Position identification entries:
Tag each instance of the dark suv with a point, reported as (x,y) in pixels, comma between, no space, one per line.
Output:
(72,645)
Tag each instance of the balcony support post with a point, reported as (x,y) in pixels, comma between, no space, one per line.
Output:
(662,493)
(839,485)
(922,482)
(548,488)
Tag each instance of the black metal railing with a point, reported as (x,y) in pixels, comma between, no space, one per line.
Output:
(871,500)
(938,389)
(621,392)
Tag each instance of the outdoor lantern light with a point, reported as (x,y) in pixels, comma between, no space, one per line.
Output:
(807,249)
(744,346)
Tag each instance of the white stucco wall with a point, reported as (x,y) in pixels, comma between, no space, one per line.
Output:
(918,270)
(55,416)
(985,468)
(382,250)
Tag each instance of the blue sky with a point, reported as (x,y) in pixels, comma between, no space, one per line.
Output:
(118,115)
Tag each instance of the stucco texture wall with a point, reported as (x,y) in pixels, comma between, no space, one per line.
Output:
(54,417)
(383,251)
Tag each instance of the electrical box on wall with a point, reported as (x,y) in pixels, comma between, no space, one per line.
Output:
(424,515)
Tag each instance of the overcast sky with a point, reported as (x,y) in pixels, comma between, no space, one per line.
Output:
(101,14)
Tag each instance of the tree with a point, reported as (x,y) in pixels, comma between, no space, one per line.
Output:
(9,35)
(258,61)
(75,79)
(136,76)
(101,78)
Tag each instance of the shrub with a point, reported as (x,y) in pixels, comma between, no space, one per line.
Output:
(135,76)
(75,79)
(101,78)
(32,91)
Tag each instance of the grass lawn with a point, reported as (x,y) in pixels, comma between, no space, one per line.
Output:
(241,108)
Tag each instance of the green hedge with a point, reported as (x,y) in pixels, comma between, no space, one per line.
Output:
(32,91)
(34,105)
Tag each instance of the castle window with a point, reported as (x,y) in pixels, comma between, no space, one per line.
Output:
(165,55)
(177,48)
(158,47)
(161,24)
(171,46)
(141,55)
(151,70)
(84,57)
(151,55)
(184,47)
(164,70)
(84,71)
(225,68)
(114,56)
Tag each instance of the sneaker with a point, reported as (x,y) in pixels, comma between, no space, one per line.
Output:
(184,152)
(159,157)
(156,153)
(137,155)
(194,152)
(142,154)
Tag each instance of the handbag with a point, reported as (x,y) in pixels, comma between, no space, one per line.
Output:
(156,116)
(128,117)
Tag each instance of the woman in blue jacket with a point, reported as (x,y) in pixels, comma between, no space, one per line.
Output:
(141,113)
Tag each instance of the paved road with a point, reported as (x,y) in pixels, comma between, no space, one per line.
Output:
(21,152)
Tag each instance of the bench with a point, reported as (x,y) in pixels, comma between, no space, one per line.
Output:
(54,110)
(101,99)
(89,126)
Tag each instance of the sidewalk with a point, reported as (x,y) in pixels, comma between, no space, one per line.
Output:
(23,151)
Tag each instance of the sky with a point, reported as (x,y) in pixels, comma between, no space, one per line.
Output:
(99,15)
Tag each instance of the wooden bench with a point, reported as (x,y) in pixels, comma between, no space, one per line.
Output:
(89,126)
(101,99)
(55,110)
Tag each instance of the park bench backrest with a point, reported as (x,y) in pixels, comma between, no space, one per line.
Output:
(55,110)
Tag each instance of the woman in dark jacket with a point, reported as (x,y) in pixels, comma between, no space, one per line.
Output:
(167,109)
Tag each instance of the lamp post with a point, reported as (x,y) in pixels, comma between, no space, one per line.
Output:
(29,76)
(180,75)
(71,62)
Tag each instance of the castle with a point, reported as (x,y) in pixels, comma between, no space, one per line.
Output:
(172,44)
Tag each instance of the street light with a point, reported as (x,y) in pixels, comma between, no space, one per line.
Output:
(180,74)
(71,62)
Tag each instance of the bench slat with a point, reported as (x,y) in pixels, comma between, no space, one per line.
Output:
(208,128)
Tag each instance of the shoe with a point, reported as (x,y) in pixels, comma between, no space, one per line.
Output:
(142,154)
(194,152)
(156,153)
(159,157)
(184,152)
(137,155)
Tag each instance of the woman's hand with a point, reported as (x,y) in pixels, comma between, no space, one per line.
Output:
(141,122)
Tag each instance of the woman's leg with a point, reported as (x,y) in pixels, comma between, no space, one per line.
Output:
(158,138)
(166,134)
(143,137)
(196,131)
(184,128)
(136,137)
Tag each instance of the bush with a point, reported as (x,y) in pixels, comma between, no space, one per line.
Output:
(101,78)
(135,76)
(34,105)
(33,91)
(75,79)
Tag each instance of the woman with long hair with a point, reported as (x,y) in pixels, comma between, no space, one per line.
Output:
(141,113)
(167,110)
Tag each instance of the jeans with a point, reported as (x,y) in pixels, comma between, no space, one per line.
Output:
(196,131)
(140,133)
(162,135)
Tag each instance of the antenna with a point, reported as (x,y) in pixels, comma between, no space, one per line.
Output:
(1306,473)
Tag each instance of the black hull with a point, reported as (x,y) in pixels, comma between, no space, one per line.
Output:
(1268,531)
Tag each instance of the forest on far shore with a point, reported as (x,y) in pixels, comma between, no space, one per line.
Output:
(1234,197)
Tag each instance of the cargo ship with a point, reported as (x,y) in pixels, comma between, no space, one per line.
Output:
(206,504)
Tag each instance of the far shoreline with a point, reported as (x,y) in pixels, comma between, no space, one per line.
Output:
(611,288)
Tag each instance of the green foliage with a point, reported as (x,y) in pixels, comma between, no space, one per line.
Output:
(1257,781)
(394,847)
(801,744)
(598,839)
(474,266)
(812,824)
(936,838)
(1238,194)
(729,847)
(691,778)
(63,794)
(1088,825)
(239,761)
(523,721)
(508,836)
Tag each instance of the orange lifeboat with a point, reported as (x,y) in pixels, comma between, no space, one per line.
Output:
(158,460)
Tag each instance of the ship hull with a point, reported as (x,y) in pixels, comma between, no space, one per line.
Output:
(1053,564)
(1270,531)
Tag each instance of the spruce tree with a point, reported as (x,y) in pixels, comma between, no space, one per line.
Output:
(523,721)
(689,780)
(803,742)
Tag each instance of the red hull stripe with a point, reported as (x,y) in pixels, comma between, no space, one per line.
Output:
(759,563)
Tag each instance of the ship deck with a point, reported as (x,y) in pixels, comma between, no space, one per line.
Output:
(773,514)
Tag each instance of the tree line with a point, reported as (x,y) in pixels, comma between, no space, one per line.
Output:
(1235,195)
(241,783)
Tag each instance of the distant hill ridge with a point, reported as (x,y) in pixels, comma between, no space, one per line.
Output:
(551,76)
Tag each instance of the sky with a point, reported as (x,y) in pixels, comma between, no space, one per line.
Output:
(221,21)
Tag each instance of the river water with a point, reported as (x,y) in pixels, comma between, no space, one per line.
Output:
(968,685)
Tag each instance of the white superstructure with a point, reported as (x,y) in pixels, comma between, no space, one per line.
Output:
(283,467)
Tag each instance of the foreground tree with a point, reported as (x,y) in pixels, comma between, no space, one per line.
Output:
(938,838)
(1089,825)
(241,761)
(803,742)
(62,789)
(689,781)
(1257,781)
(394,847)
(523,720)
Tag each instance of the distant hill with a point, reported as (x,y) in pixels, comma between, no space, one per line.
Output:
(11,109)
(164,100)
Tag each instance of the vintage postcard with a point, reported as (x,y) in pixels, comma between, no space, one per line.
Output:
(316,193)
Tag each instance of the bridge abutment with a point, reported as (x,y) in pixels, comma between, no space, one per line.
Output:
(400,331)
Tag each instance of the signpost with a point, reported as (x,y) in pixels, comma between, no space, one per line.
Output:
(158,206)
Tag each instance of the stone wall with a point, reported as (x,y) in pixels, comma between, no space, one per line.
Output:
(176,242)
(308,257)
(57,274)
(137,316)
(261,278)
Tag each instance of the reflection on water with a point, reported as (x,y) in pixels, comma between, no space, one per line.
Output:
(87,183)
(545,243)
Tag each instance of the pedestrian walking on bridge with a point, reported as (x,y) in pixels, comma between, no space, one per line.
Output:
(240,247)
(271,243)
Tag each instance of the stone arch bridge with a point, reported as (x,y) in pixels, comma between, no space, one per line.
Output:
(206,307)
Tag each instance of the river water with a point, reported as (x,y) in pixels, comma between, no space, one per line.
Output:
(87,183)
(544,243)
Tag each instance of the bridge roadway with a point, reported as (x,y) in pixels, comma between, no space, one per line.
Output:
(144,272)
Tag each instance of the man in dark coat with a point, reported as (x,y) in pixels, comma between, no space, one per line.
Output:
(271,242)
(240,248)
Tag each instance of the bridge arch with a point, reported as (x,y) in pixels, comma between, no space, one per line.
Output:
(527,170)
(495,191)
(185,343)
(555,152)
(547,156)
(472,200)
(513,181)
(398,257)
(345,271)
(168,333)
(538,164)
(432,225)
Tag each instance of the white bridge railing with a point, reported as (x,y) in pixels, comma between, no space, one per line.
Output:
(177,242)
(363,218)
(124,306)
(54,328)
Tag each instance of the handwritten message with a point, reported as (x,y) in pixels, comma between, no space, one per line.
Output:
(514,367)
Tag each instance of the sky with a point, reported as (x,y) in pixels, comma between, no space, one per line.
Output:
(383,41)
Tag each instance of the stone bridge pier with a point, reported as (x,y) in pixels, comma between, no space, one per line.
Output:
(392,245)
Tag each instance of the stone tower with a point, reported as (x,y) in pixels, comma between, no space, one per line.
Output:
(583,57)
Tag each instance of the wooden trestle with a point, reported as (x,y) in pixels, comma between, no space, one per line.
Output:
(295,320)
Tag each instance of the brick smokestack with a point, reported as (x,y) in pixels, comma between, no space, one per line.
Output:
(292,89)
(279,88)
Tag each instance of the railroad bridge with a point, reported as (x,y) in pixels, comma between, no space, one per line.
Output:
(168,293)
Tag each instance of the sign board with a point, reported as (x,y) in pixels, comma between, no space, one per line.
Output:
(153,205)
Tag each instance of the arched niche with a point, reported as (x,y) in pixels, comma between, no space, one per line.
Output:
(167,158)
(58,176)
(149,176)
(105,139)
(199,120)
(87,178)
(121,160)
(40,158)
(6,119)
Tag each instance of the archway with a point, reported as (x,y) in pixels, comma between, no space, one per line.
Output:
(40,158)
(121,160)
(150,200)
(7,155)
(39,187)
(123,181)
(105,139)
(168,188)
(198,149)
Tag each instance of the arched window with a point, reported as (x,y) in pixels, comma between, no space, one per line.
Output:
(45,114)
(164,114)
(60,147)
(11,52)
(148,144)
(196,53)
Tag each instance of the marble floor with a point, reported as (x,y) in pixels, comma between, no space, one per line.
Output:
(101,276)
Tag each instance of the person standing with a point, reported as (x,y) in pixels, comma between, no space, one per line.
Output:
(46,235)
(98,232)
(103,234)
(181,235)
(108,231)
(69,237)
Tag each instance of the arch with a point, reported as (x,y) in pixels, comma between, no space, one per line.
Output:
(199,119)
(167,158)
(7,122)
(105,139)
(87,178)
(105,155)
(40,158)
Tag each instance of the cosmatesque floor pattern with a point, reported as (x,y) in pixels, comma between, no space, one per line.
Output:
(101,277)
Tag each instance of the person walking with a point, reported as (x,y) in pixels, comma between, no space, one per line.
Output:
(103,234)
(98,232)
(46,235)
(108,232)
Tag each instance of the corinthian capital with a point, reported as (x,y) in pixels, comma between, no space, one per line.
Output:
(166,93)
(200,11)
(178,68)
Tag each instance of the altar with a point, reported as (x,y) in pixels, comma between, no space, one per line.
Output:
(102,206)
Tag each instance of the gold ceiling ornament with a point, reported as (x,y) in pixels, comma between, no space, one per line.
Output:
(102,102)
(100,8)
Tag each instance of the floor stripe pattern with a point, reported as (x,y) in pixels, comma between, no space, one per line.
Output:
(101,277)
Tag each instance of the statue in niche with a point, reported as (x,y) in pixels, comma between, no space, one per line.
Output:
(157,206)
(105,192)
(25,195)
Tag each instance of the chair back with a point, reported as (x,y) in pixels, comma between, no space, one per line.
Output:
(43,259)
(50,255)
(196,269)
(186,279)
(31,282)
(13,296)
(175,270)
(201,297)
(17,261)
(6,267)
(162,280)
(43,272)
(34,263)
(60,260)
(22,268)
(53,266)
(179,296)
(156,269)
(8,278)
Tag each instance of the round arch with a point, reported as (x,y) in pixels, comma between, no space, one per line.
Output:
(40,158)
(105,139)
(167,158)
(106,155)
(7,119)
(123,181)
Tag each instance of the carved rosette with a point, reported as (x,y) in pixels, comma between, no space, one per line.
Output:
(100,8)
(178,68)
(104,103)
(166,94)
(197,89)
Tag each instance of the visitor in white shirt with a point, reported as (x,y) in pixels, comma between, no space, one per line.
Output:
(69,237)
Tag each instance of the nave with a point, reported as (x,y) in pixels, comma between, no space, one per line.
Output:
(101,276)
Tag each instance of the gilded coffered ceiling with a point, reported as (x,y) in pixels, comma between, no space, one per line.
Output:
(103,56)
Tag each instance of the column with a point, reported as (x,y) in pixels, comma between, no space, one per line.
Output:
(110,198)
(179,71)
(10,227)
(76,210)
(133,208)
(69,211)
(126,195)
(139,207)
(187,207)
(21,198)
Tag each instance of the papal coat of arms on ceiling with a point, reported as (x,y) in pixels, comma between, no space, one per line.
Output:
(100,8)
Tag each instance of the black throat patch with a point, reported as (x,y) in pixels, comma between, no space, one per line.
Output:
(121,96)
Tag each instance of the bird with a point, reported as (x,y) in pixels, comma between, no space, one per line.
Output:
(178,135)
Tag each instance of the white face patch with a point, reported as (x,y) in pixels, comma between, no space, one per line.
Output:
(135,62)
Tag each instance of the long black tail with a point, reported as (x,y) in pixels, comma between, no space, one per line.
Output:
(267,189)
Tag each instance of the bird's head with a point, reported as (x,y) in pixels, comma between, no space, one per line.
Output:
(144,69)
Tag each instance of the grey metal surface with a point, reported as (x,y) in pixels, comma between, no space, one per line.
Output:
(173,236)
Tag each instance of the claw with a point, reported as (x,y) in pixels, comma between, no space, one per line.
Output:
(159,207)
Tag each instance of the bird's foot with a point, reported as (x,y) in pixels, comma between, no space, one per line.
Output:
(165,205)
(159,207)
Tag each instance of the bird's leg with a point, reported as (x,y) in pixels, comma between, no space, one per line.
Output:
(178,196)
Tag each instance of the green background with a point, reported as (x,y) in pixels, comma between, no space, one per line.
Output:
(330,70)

— Exercise goal —
Starting at the line that contains "Tag each instance of the bird's leg" and ending at the end of the entries, rewrite those lines with "green background" swapped for "green backdrop", leaving everything else as it is.

— Task solution —
Tag each instance of the bird's leg with a point, reported as (x,y) in pixels, comma between, no space, one per line.
Output:
(178,196)
Tag each instance of the green backdrop with a point, reported as (x,y) in pixels, comma between, no space, one per line.
Output:
(330,70)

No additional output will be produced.